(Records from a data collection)
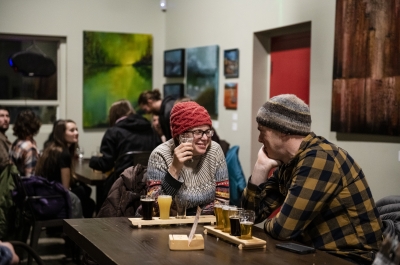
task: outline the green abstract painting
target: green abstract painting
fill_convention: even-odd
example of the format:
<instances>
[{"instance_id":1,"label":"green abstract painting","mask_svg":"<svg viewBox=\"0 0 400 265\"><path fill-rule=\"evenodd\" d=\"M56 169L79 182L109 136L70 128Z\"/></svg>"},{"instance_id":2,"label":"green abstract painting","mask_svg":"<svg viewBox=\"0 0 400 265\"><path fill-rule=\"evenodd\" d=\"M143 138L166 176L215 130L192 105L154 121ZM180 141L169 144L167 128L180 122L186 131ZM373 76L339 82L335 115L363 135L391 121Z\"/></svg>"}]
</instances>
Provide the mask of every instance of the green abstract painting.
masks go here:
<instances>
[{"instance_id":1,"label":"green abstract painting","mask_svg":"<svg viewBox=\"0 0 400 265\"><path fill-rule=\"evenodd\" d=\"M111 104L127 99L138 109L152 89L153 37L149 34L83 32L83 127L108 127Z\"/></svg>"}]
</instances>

==

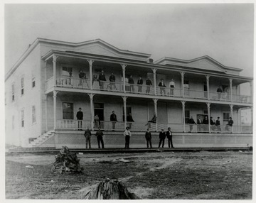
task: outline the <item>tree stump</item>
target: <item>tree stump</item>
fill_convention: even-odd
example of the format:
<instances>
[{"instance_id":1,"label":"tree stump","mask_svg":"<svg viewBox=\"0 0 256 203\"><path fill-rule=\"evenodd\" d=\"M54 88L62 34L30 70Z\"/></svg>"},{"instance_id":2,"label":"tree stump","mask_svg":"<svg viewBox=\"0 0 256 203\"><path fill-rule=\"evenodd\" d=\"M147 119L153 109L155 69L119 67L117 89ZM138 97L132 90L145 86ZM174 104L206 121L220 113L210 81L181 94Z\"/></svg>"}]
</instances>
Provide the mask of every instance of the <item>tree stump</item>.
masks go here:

==

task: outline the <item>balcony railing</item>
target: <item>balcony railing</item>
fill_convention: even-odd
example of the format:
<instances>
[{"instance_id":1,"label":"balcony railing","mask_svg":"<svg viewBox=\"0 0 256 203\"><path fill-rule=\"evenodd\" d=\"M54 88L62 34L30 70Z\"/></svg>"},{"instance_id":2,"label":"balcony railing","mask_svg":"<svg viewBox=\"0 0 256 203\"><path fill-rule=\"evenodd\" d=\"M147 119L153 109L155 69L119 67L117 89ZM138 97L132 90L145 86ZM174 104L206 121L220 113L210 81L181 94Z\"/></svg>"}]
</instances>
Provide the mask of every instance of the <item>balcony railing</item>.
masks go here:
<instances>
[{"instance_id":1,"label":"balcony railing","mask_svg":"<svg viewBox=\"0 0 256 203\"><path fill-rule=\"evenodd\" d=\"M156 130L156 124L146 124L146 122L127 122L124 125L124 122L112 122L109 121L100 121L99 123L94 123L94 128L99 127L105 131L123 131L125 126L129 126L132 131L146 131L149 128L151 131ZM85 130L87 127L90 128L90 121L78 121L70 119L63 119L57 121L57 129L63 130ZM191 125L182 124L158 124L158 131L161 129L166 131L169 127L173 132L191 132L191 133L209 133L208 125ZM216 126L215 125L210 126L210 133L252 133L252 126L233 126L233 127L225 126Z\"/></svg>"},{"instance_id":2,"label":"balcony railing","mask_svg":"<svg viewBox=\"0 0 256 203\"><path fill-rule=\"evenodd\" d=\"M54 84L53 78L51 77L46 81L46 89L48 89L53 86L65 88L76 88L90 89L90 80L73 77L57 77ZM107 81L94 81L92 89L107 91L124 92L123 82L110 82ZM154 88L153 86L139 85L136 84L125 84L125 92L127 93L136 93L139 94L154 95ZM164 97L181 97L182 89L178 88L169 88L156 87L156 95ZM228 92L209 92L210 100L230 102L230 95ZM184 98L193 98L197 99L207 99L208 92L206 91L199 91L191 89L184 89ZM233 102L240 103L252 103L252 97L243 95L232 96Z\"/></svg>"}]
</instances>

DIRECTIVE: Return each line of the records that contains the word "green".

RESULT OF THE EXERCISE:
task: outline the green abstract painting
target: green abstract painting
[{"instance_id":1,"label":"green abstract painting","mask_svg":"<svg viewBox=\"0 0 400 265\"><path fill-rule=\"evenodd\" d=\"M56 169L79 182L109 136L70 128Z\"/></svg>"},{"instance_id":2,"label":"green abstract painting","mask_svg":"<svg viewBox=\"0 0 400 265\"><path fill-rule=\"evenodd\" d=\"M143 138L166 176L215 130L192 105L154 121ZM180 141L169 144L167 128L180 122L186 131ZM373 76L339 82L335 115L363 135L391 121Z\"/></svg>"}]
Provide the mask of every instance of the green abstract painting.
[{"instance_id":1,"label":"green abstract painting","mask_svg":"<svg viewBox=\"0 0 400 265\"><path fill-rule=\"evenodd\" d=\"M111 104L127 99L138 109L152 89L153 37L149 34L83 32L83 127L108 127Z\"/></svg>"}]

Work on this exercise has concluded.